- WHAT YOU HAVE TO DO:
The reply needs the lines from the one containing "Category: wet ground" through the end of the material, each repeated exactly, and no pictures.

━━━━━ PROVIDED DATA

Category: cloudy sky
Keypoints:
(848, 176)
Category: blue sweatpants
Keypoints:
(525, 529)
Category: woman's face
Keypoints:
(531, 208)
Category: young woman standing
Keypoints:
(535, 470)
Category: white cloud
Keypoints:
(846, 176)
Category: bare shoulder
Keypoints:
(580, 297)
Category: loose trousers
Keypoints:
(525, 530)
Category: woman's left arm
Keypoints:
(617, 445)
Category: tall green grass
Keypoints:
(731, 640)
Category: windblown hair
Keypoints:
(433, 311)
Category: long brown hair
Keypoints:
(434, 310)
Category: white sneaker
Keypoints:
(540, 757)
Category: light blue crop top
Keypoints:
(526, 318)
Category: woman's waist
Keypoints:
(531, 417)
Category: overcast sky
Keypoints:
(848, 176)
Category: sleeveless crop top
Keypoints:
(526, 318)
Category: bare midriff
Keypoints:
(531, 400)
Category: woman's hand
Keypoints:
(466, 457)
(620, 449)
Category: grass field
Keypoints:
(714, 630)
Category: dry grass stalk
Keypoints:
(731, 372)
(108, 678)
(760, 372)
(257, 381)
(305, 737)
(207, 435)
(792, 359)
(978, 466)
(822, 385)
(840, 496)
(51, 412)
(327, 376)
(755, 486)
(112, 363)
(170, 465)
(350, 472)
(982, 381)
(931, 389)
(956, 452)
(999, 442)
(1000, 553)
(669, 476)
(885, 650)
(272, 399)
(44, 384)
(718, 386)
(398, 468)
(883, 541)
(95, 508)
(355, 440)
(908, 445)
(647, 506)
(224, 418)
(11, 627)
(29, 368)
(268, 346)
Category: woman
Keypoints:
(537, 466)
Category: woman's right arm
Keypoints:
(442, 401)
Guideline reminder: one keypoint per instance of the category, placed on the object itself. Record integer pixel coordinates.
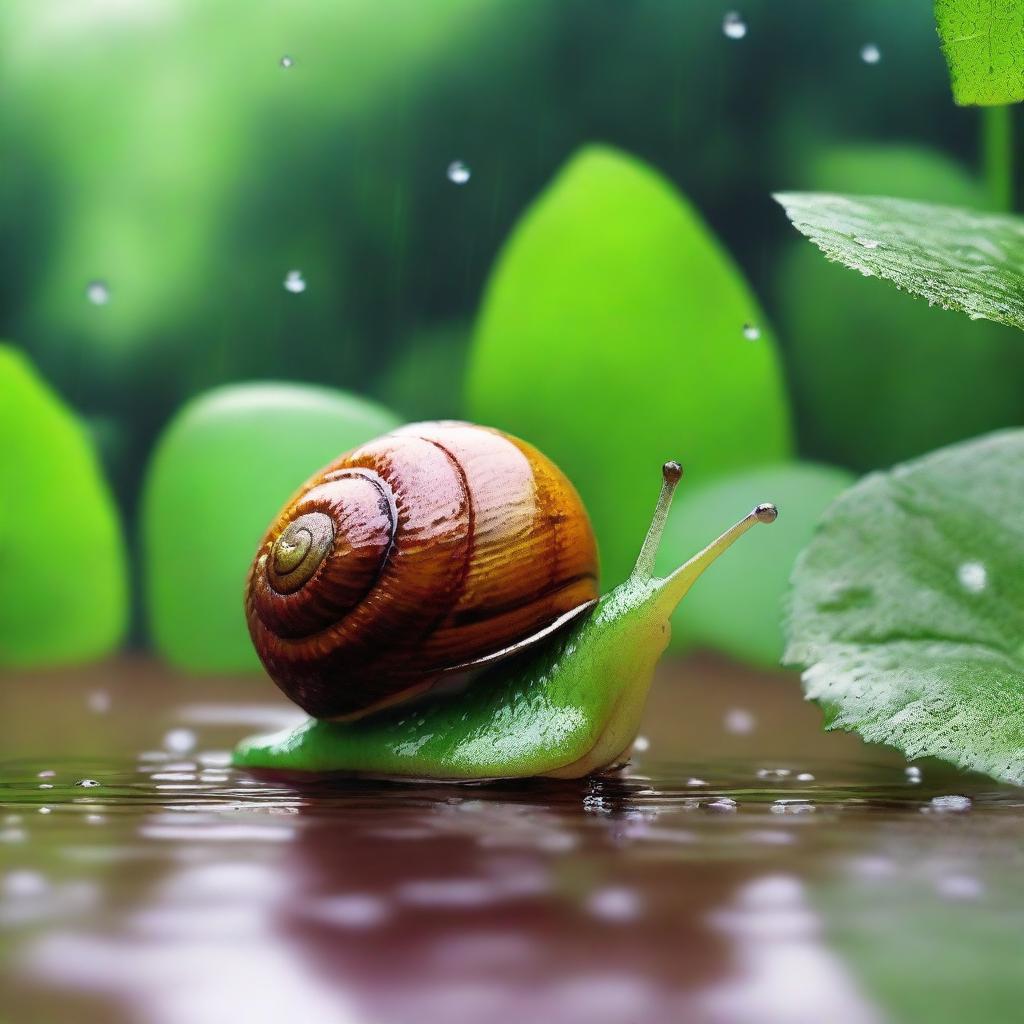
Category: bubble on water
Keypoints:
(355, 910)
(98, 701)
(615, 903)
(739, 722)
(721, 804)
(973, 577)
(97, 292)
(295, 283)
(25, 884)
(960, 887)
(733, 25)
(793, 807)
(458, 172)
(952, 804)
(179, 740)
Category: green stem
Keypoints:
(997, 155)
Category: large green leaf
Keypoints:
(983, 41)
(907, 608)
(222, 470)
(853, 344)
(611, 336)
(64, 593)
(736, 605)
(957, 259)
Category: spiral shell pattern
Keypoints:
(420, 553)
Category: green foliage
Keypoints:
(908, 607)
(876, 378)
(64, 588)
(614, 272)
(955, 258)
(221, 472)
(983, 42)
(736, 606)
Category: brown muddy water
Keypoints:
(744, 867)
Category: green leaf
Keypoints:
(957, 259)
(736, 605)
(909, 375)
(983, 42)
(64, 591)
(221, 472)
(907, 609)
(611, 337)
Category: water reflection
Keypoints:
(724, 890)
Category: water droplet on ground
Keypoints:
(733, 26)
(295, 283)
(458, 172)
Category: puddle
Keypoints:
(729, 885)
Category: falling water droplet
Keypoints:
(97, 292)
(733, 26)
(458, 172)
(295, 283)
(973, 577)
(179, 740)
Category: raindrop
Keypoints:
(98, 701)
(295, 283)
(97, 292)
(458, 172)
(739, 722)
(179, 740)
(721, 804)
(949, 805)
(24, 884)
(973, 577)
(733, 26)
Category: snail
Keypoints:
(441, 554)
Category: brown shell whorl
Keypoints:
(413, 555)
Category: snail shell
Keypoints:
(431, 550)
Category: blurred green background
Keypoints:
(355, 196)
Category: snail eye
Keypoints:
(299, 551)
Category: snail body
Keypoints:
(563, 700)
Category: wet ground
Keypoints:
(744, 868)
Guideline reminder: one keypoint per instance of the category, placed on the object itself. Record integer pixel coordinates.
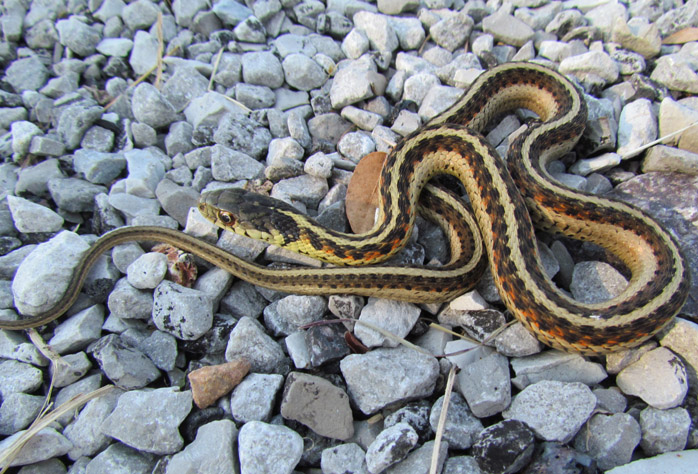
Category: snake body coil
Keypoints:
(499, 193)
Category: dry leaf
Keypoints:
(682, 36)
(362, 192)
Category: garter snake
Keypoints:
(500, 194)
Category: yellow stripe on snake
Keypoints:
(501, 195)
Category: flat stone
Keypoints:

━━━━━━━━━━

- OUTPUT OF THE EXERCISE:
Category: wet ground
Keypoints:
(744, 868)
Guideline reminder: one keypoint per instance of the category, placed on the object itself. Record integer pixel coordinates.
Category: snake body coil
Keypoints:
(499, 193)
Category: dry leaf
Keypoints:
(682, 36)
(362, 192)
Category: garter snake
Keypoints:
(500, 194)
Category: yellow stripe on snake
Keypoints:
(501, 195)
Category: flat stone
Keypoints:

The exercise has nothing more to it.